[Point labeling entries]

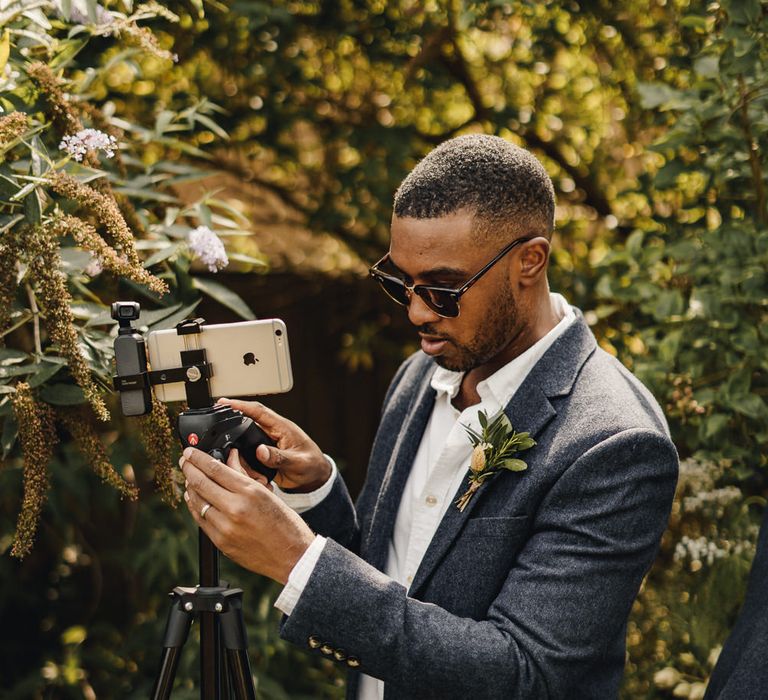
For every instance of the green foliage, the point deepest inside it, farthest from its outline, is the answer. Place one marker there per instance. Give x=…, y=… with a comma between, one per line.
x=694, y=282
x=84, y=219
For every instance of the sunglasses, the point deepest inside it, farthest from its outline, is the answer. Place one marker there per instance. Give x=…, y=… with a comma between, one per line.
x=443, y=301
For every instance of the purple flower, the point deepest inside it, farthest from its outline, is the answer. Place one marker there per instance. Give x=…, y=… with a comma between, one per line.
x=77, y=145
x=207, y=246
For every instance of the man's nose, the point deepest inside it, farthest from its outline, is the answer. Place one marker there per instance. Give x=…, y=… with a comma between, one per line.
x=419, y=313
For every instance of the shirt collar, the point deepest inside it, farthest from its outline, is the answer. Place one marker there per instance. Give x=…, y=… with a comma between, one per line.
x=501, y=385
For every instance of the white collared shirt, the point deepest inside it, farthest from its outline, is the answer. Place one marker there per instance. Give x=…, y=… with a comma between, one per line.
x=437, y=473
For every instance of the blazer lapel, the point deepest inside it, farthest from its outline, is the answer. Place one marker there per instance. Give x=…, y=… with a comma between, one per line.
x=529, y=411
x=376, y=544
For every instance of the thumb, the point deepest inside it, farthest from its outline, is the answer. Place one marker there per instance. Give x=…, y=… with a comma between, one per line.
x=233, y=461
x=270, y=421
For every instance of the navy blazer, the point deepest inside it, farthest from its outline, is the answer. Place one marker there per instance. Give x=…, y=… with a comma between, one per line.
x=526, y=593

---

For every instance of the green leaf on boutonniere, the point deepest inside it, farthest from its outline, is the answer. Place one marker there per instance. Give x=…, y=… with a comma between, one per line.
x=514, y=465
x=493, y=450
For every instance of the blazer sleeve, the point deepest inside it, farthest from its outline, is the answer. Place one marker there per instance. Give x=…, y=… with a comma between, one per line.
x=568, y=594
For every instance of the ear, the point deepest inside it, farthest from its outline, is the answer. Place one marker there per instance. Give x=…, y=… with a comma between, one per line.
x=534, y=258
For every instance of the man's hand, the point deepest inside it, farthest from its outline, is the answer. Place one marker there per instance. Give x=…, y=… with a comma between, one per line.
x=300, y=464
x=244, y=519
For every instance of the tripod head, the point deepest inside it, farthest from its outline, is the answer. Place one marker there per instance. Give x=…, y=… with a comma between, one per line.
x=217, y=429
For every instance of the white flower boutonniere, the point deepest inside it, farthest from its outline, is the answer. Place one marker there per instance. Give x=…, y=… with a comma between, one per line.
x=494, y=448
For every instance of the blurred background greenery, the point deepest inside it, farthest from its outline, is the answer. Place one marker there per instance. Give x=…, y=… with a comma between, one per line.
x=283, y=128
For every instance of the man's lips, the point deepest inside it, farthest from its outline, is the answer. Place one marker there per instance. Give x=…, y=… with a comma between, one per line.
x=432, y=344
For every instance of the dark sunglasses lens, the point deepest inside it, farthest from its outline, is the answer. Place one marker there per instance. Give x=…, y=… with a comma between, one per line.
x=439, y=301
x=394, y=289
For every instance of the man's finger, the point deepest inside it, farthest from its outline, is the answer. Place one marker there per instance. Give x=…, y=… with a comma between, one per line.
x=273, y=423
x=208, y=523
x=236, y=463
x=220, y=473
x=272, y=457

What is expected:
Please rewrite the lines from the one holding "For every instance of the man's finger, the" through the one holding "x=272, y=457", inclusive, swapping "marker" for "dot" and leaving everything else unchanged. Give only those lines.

Exercise output:
For every instance of the man's finger, the point deepest inside it, farthest from its outline, is the answer. Place one dot there per instance. Give x=…, y=… with a comma between, one per line.
x=273, y=423
x=208, y=523
x=236, y=463
x=220, y=473
x=272, y=457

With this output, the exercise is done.